Required work:
Copy the lines from the one with "Return the outline of every instance of the chair" up to and including the one with "[[[152,167],[152,150],[151,150],[151,153],[150,154],[150,167]]]", renaming "chair leg" to "stool leg" and leaving everything else unchanged.

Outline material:
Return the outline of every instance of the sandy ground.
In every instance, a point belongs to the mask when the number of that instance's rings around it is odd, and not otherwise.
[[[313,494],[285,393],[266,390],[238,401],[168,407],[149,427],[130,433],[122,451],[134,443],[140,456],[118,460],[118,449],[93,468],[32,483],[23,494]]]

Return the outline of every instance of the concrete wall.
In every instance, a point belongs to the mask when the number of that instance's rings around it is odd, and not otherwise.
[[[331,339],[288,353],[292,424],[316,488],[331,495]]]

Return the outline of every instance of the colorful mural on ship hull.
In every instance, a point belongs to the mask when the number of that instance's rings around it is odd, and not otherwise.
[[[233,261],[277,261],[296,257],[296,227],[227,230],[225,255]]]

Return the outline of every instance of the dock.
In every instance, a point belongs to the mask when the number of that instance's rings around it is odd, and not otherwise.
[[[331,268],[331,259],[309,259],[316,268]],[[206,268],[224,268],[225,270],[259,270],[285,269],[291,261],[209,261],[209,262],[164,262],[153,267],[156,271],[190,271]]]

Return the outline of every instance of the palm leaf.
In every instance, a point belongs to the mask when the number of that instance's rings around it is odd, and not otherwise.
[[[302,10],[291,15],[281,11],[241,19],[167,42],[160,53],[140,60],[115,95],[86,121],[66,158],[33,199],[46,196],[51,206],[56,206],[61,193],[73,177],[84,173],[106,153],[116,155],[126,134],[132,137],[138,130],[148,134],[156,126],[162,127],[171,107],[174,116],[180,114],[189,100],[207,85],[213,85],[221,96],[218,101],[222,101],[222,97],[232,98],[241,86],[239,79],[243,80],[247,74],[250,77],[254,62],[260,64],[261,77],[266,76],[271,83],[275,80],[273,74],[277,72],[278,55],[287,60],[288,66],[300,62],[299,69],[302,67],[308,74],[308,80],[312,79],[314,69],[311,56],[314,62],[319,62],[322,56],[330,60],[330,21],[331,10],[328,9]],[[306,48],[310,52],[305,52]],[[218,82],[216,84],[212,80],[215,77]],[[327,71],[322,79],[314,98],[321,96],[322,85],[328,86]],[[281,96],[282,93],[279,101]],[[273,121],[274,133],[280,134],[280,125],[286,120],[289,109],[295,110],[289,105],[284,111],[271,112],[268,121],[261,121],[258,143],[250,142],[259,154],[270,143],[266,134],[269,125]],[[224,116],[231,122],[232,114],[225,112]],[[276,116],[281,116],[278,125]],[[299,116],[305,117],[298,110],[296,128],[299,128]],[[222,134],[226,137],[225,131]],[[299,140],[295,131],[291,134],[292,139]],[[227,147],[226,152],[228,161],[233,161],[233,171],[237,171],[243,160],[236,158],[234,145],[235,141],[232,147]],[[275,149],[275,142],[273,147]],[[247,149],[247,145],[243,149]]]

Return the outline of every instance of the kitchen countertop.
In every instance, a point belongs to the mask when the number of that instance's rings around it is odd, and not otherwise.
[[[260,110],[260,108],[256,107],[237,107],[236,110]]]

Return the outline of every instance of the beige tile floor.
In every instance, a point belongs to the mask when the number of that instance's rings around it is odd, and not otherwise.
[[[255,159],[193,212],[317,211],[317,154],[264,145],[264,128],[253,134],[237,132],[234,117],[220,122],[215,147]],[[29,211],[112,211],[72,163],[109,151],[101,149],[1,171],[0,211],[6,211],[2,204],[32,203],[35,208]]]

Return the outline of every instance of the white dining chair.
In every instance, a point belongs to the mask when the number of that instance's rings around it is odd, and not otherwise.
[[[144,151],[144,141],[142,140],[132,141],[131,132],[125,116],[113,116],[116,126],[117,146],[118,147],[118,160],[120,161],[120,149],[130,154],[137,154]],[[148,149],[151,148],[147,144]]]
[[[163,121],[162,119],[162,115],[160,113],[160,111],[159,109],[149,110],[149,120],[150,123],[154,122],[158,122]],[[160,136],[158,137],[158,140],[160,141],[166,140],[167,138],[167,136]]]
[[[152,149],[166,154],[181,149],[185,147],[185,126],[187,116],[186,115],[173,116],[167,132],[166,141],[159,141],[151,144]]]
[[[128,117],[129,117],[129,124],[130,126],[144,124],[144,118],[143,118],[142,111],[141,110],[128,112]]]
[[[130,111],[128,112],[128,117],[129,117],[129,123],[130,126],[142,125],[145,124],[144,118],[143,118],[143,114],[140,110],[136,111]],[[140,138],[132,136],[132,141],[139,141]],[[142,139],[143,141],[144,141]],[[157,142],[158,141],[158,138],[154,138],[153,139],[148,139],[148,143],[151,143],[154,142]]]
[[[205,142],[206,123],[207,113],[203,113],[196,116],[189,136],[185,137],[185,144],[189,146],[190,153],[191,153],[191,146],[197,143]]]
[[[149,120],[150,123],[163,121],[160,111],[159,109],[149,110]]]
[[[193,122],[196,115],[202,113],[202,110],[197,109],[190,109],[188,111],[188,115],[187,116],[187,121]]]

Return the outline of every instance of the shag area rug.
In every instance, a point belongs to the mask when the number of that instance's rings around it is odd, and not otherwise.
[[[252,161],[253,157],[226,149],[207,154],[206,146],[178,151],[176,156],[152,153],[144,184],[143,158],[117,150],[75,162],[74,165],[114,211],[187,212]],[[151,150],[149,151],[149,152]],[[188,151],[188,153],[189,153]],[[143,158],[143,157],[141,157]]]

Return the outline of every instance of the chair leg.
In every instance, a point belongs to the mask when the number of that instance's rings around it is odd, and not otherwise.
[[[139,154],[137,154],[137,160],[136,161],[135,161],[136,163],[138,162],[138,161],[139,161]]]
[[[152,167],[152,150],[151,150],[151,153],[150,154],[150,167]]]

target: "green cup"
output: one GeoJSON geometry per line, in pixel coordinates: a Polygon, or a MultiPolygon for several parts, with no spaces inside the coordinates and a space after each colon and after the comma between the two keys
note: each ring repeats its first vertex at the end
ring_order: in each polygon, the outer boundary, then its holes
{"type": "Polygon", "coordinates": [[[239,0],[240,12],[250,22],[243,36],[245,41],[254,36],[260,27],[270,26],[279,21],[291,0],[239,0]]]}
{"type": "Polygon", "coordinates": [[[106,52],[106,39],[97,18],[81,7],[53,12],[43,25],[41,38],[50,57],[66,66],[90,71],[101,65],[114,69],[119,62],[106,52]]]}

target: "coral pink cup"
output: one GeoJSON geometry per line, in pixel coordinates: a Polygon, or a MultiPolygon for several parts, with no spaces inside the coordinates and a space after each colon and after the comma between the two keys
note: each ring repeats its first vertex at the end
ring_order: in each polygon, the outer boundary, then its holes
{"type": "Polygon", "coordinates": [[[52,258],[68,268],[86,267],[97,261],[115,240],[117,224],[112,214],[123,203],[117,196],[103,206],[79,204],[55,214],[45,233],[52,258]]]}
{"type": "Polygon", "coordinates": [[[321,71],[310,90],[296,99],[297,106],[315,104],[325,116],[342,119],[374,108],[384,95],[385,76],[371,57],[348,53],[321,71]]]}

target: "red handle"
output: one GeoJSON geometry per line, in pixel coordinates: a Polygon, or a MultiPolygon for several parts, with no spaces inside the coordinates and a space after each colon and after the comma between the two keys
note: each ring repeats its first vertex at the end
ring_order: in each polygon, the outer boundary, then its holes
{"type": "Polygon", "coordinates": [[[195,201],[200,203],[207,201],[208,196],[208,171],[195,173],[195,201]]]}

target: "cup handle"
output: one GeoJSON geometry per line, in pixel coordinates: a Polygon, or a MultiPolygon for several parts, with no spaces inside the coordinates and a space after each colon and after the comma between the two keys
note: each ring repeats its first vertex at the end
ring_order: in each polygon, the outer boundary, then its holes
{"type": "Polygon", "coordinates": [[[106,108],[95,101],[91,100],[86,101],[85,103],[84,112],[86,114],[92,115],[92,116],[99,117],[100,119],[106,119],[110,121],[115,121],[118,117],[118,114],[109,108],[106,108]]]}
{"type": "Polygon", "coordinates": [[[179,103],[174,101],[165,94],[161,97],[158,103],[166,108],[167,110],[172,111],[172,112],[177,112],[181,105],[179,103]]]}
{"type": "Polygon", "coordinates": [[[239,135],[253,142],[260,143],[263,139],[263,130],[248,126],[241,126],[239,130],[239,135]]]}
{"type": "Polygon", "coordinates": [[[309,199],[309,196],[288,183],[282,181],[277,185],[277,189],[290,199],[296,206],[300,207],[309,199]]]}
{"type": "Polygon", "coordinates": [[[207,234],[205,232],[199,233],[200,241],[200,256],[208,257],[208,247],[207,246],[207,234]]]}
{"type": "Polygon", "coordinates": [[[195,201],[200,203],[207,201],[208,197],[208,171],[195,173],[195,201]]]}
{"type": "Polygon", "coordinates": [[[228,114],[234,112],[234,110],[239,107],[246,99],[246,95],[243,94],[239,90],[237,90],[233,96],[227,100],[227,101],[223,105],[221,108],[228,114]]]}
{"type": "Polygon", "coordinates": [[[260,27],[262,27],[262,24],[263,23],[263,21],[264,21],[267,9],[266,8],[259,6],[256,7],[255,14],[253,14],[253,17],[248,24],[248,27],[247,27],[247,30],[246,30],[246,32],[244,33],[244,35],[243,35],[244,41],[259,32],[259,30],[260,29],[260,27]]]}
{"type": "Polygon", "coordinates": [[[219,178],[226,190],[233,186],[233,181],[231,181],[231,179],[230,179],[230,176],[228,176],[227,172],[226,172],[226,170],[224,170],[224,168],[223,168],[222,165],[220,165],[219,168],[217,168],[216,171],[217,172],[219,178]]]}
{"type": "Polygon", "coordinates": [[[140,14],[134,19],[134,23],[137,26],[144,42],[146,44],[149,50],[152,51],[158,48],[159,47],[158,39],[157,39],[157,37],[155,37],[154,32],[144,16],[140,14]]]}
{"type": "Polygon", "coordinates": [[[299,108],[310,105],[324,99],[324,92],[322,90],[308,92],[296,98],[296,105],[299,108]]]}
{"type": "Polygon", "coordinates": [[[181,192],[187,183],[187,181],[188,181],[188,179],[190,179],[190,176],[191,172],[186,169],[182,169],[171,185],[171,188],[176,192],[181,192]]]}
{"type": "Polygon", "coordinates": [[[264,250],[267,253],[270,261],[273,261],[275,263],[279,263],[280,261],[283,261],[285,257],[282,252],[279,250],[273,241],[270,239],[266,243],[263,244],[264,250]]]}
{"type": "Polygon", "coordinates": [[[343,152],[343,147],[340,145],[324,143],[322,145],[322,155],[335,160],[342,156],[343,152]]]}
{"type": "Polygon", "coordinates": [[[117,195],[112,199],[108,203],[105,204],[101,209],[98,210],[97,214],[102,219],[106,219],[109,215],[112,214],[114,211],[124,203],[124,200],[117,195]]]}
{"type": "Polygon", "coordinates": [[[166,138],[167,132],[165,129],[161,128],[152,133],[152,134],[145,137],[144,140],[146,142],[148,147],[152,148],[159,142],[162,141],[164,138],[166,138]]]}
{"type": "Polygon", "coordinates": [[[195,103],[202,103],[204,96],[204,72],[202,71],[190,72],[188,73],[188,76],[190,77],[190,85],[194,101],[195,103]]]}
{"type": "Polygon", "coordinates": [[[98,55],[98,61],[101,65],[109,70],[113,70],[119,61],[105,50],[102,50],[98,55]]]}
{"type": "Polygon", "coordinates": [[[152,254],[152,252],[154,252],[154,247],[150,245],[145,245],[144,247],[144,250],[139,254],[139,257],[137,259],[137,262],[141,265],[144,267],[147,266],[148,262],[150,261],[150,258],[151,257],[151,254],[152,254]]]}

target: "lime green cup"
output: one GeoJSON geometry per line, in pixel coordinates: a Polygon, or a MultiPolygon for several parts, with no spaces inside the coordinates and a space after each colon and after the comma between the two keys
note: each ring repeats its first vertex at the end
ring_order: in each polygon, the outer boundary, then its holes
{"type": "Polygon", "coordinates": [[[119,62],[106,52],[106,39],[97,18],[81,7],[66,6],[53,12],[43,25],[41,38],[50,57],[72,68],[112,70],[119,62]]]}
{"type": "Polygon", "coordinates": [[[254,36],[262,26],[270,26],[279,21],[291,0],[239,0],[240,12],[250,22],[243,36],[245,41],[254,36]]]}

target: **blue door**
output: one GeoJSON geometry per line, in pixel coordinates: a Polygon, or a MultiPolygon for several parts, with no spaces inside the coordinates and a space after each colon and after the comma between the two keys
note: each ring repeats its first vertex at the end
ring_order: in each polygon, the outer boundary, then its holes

Exercise response:
Return the outline of every instance of the stool leg.
In every instance, a point belongs to the mask when the number of that instance's rings around it is odd, and not otherwise.
[[[139,154],[137,154],[137,160],[136,161],[135,161],[136,163],[138,162],[138,161],[139,161]]]
[[[152,167],[152,150],[151,150],[151,153],[150,154],[150,167]]]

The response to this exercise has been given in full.